TASK OBJECTIVE – Repeat the entries that follow from start to finish, keeping every character.

Referring expression pointing data:
● ● ● ●

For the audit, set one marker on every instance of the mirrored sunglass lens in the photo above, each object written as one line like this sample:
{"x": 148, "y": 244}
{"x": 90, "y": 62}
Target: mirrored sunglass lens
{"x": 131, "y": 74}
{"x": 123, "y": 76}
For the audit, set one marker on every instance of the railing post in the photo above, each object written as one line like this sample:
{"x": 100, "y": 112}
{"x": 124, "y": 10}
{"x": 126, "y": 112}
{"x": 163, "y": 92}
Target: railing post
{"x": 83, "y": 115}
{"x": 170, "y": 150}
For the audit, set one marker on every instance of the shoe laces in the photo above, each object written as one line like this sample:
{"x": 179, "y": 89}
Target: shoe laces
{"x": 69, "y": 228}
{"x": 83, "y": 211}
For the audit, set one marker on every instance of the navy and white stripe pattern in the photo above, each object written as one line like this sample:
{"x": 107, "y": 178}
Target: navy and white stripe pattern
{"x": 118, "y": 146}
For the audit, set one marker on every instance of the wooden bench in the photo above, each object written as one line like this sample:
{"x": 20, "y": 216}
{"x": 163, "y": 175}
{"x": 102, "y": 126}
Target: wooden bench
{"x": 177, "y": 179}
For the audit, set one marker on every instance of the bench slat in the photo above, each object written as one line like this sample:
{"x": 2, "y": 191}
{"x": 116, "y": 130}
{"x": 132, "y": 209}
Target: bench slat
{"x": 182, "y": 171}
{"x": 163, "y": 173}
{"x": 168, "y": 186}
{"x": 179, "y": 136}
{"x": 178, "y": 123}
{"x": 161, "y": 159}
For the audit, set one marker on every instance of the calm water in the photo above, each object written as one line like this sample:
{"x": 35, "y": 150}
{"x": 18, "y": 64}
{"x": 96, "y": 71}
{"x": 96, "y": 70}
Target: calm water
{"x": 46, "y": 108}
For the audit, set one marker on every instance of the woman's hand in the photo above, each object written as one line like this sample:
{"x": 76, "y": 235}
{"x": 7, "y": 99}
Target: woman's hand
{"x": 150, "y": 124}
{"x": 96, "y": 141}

● ● ● ●

ANSWER TO THIS PROBLEM –
For the audit, set one marker on every instance of the mirrored sunglass lens in the photo above, each object written as one line like this sample:
{"x": 148, "y": 244}
{"x": 90, "y": 62}
Target: mirrored sunglass lens
{"x": 131, "y": 74}
{"x": 123, "y": 76}
For the audit, set one marker on every instance of the railing post in the photo above, each object written as one line like this sample:
{"x": 100, "y": 112}
{"x": 124, "y": 10}
{"x": 126, "y": 112}
{"x": 163, "y": 92}
Target: railing post
{"x": 83, "y": 115}
{"x": 170, "y": 150}
For the audit, set one marker on every instance of the shoe laces in the photo above, each object written as one line like this sample:
{"x": 179, "y": 89}
Target: shoe laces
{"x": 69, "y": 228}
{"x": 83, "y": 211}
For the audit, set one marker on every instance of the navy and white stripe pattern in the photo above, each object written as one line like this sample:
{"x": 107, "y": 178}
Target: navy and white stripe pattern
{"x": 118, "y": 146}
For the audit, set one marker on every instance of the wooden bench in the photo above, each object written as one line like this sample:
{"x": 20, "y": 216}
{"x": 163, "y": 175}
{"x": 102, "y": 126}
Target: wooden bench
{"x": 177, "y": 179}
For the audit, set one marker on every instance of the bench slat in the photo above, each object written as one line like this sample:
{"x": 2, "y": 191}
{"x": 116, "y": 130}
{"x": 132, "y": 209}
Target: bench slat
{"x": 182, "y": 171}
{"x": 163, "y": 173}
{"x": 168, "y": 186}
{"x": 179, "y": 136}
{"x": 178, "y": 123}
{"x": 161, "y": 159}
For the audit, set one marker on every instance of the calm water in the photo above, each object written as one line like this sample:
{"x": 35, "y": 150}
{"x": 18, "y": 64}
{"x": 96, "y": 71}
{"x": 96, "y": 70}
Target: calm water
{"x": 46, "y": 108}
For the audit, set one marker on every instance of the woman's hand in the photo above, each object written as one line like this sample:
{"x": 76, "y": 235}
{"x": 7, "y": 99}
Target: woman's hand
{"x": 150, "y": 124}
{"x": 96, "y": 141}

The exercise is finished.